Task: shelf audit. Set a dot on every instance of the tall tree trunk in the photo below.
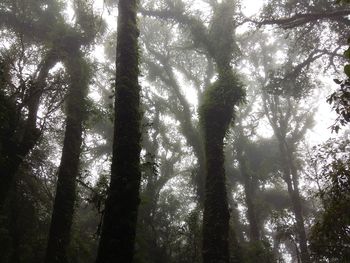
(254, 231)
(120, 217)
(215, 114)
(62, 216)
(291, 178)
(13, 150)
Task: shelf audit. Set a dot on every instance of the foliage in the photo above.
(340, 99)
(330, 235)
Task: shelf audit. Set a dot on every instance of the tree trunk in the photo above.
(120, 217)
(216, 113)
(254, 231)
(291, 178)
(62, 216)
(13, 150)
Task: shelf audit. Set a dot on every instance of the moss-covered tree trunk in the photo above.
(291, 178)
(120, 217)
(62, 216)
(249, 191)
(216, 113)
(14, 148)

Written instruction
Copy out all the records above word for word, line by line, but leave the picture out.

Right answer
Task: shelf audit. Set a dot on every instance of the tall tree trunk in the photo below.
(254, 231)
(120, 217)
(215, 114)
(62, 216)
(291, 178)
(13, 150)
Task: shelf audit. Set a dot on every instance of the foliage in the photo above.
(340, 99)
(330, 235)
Task: shelf audit. Set a dot on every instance of the tree trunk in the photo above.
(120, 217)
(216, 113)
(254, 231)
(291, 178)
(62, 216)
(13, 150)
Task: shelf audit. Set a dot on every instance of the moss-covered tree trunk in the photo above.
(291, 178)
(120, 217)
(62, 216)
(249, 191)
(216, 113)
(14, 148)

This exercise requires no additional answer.